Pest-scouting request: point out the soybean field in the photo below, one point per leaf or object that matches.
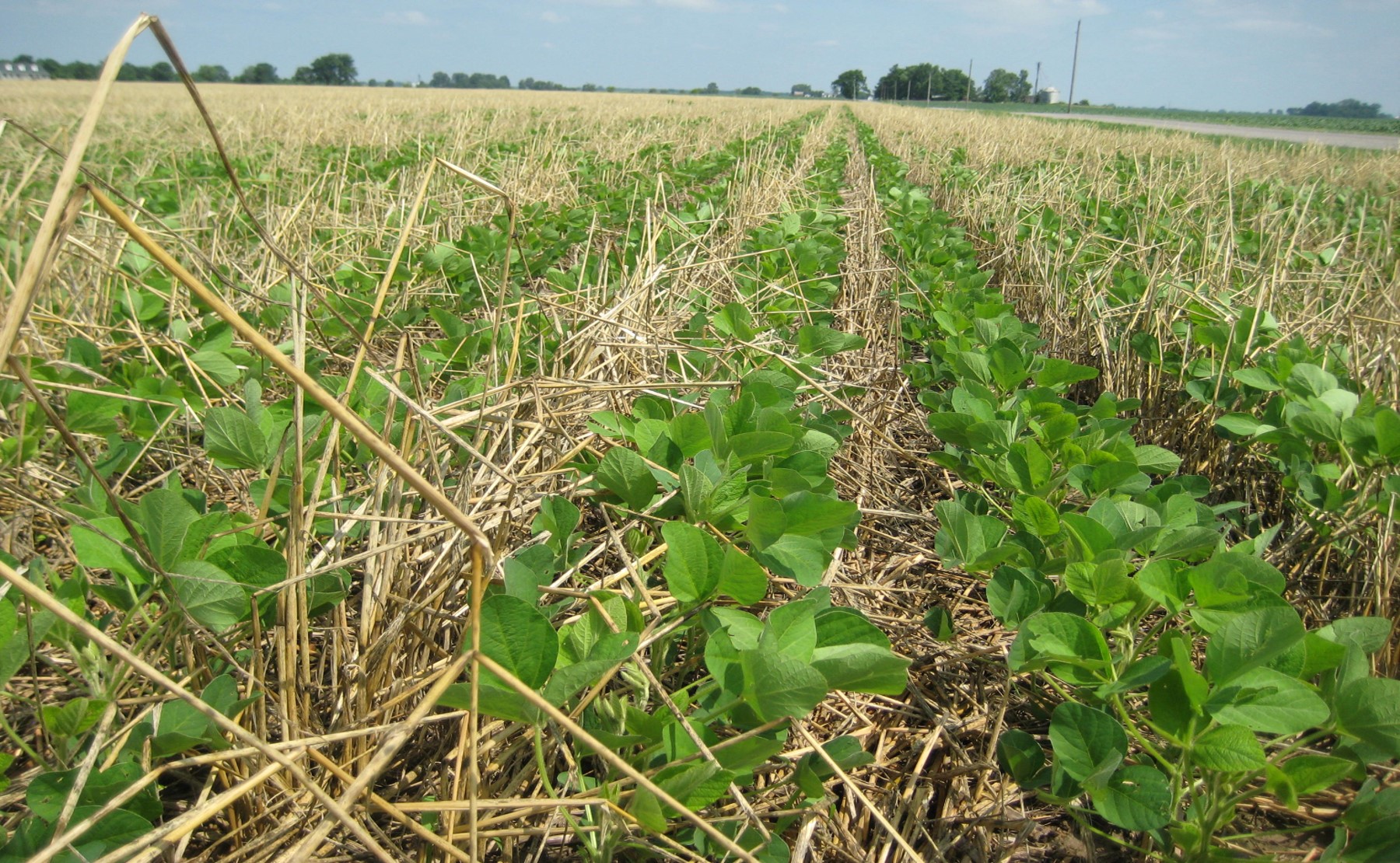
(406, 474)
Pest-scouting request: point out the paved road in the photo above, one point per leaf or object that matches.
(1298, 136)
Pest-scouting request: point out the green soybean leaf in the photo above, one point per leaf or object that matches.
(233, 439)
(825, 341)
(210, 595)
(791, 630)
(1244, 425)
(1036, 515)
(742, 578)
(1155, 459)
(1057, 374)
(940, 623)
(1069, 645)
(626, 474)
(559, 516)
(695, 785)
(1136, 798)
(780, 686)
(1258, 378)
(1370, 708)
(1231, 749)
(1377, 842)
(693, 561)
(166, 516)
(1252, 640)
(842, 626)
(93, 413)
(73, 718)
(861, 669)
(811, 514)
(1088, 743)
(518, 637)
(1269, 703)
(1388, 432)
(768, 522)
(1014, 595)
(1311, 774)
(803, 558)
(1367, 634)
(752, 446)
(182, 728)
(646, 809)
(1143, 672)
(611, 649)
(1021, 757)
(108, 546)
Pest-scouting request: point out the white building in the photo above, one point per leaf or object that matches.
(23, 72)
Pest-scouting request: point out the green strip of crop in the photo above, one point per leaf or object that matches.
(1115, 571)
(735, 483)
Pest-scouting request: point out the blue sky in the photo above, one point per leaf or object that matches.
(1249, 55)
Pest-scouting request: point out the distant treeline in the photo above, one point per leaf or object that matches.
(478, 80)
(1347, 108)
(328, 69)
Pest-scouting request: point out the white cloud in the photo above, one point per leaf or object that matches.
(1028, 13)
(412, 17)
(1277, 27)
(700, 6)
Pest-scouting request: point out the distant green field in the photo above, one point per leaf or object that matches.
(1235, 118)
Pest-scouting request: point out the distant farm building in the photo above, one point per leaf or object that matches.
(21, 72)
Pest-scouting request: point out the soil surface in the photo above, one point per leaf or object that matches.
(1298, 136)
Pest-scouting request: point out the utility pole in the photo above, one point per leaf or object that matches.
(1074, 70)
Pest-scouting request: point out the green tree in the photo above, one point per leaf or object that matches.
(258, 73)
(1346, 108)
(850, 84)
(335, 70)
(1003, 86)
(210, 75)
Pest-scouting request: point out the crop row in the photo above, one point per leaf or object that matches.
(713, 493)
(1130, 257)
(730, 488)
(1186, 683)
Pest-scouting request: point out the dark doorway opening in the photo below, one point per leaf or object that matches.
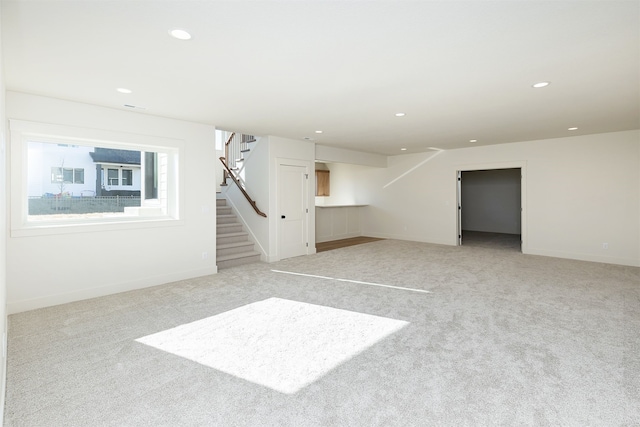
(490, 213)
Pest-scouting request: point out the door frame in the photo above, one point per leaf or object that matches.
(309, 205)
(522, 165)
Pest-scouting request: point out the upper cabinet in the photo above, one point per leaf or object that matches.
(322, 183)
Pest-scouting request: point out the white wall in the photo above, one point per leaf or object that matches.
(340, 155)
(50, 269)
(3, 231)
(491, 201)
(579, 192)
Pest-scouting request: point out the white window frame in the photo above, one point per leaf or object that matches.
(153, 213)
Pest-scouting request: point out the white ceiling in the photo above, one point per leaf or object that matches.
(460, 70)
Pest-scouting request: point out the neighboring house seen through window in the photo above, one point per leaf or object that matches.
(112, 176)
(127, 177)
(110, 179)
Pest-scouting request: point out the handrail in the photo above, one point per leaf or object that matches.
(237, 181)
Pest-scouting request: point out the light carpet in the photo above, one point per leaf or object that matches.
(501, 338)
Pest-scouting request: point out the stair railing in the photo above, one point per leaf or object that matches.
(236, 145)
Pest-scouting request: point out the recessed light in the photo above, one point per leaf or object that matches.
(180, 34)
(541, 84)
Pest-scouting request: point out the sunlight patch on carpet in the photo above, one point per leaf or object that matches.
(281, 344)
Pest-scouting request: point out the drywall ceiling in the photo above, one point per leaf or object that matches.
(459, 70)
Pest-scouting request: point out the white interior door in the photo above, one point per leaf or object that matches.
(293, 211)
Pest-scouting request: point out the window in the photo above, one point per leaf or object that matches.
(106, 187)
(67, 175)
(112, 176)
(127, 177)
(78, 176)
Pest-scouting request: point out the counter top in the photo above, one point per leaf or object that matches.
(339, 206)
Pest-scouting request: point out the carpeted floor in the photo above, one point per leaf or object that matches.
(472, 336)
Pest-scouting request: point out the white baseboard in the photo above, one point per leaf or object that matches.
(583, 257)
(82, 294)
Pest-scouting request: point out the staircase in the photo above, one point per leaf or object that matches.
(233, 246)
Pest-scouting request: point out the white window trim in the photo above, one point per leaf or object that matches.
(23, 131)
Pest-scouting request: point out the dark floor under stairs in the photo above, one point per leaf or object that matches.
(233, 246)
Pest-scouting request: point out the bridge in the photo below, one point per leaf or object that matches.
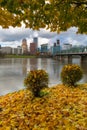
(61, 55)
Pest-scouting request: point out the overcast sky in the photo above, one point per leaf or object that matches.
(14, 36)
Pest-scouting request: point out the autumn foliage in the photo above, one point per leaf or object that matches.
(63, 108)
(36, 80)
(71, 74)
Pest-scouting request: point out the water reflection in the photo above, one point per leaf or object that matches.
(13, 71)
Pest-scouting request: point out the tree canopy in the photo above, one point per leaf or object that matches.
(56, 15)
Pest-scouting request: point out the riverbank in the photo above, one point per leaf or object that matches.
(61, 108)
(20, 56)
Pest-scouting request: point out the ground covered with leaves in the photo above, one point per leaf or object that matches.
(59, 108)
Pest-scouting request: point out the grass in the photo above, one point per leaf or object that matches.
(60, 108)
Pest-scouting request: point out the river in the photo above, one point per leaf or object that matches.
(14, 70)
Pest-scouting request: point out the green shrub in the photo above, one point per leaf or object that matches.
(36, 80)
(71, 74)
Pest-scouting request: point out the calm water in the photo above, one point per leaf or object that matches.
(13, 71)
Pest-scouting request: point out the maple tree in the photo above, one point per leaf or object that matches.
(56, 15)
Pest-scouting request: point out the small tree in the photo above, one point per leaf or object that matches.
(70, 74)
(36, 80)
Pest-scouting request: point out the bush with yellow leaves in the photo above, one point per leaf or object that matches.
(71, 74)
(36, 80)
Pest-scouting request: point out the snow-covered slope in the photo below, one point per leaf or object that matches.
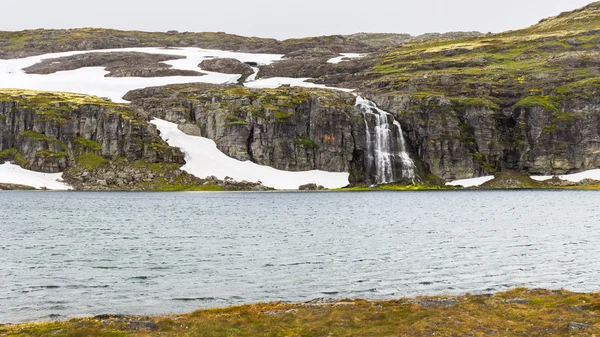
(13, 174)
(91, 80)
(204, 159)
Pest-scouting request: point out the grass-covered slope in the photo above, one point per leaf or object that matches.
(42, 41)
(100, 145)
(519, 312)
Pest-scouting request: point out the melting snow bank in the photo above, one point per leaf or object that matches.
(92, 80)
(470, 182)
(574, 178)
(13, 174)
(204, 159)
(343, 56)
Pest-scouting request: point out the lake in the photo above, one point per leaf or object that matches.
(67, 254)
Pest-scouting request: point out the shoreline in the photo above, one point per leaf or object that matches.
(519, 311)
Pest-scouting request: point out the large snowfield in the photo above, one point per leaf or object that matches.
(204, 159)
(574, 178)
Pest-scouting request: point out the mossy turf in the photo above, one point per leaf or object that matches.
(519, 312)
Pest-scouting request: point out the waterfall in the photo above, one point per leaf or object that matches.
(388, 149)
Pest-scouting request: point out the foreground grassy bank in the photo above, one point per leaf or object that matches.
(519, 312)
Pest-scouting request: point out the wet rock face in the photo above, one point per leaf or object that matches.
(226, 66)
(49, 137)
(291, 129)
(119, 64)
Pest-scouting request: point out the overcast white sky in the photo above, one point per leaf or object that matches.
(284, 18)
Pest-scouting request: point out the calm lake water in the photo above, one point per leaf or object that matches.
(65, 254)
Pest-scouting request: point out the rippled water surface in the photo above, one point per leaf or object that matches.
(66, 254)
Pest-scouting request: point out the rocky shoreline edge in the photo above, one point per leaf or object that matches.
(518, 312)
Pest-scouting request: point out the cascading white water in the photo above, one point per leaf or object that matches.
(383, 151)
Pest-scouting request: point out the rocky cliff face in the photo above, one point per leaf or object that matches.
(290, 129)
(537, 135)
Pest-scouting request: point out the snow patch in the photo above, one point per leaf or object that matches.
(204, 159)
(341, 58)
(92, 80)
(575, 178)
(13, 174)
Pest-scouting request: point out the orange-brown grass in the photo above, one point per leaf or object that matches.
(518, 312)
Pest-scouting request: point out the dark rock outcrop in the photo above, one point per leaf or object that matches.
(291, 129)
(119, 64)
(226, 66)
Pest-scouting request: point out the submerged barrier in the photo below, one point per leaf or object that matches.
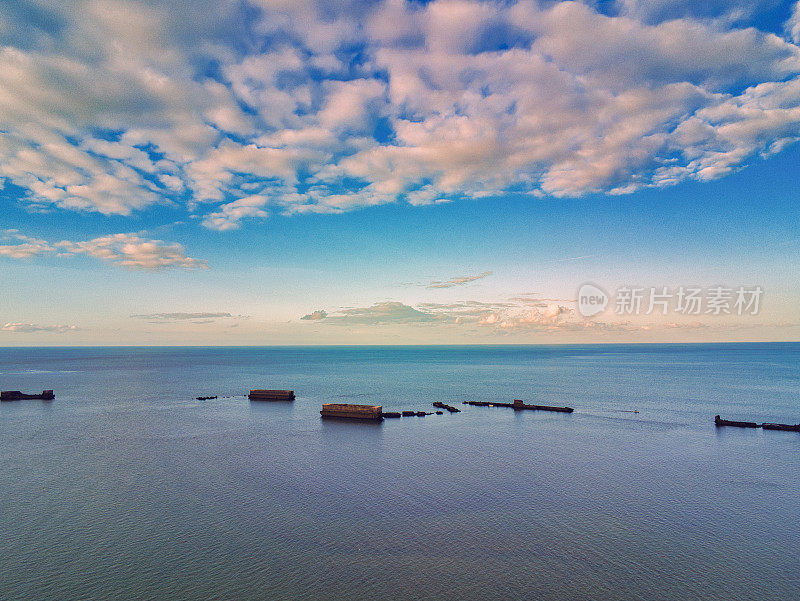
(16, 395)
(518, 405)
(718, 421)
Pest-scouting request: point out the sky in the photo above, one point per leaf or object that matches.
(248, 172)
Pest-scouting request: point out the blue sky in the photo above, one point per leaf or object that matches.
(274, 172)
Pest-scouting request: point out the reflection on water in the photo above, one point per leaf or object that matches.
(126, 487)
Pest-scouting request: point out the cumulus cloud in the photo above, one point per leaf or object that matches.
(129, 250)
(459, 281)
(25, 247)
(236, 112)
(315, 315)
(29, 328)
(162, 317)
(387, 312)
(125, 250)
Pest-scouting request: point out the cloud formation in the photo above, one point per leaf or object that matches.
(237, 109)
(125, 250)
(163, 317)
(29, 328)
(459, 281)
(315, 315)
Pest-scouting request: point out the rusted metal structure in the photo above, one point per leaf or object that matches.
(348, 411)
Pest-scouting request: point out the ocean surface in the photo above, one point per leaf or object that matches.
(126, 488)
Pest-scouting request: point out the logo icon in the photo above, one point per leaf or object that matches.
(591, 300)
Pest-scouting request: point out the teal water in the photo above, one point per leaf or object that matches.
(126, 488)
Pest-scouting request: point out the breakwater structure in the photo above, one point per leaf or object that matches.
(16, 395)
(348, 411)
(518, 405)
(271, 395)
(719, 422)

——

▸ BRIEF: Output the line containing "Pest-scouting request: point out the ocean" and all lines after it to the end of the records, exactly as given.

▸ CORRECT RESULT:
Pest-scouting request: point out the ocean surface in the photo above, one point per leaf or object that matches.
(126, 488)
Pest-scouting request: point out the logo icon in the photo above, one point per leaf or object that matches.
(591, 300)
Pest-scouting request: point out the teal water in the photo above, one point per leaf or object that matches.
(126, 488)
Pest-scouting request: point out the breakwater structure in the photo above, one point per leaf or object that matches.
(16, 395)
(348, 411)
(518, 405)
(271, 395)
(719, 422)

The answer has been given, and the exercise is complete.